• **EXERCISE**
Could you reproduce all of the entries below without a single change?

════

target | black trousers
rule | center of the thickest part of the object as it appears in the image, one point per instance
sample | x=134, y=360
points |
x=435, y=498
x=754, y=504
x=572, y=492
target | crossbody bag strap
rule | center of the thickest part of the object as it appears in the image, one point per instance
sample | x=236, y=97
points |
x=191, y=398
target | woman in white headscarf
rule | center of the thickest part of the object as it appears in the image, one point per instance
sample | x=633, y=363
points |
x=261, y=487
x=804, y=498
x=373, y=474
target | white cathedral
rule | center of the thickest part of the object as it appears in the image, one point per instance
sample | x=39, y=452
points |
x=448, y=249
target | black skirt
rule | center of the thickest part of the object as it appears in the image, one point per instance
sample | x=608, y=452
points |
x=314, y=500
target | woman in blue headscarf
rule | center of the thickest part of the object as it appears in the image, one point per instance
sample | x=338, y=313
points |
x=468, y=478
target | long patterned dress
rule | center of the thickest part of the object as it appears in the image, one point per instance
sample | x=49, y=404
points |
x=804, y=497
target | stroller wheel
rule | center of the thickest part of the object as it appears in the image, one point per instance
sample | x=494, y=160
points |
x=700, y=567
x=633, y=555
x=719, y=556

════

• **OUTPUT FOR THIS EXERCISE**
target | black trousers
rule | center of the thickest part of the object as it appears in the image, one point per instance
sample | x=134, y=360
points |
x=435, y=498
x=754, y=504
x=572, y=492
target | crossbody bag strap
rule | center of the thickest part of the object as it appears in the image, one point per instance
sample | x=236, y=97
points |
x=191, y=398
target | woman in white headscarf
rule | center of the thickest part of the object as it appears in the image, one point per instance
sample | x=633, y=363
points |
x=261, y=487
x=804, y=498
x=373, y=474
target | white cathedral
rule | center of the thickest part of the object as it appears in the image, one point per instance
sample | x=39, y=452
points |
x=448, y=249
target | black skirt
rule | center of the thickest part of the object as it appears in the image, one point per instance
sample | x=608, y=452
points |
x=314, y=500
target | woman in blue headscarf
rule | center of the thickest part of the object as it appears in the image, one point per instance
sample | x=338, y=313
points |
x=468, y=478
target | long patterned dress
rule | center of the thickest part of the object as it appears in the image, one point per instance
sample | x=49, y=404
points |
x=804, y=497
target | stroller wheel
rule | center of the thickest part of the object as it appears in the image, one point per instance
sample | x=494, y=160
points |
x=700, y=567
x=633, y=555
x=719, y=556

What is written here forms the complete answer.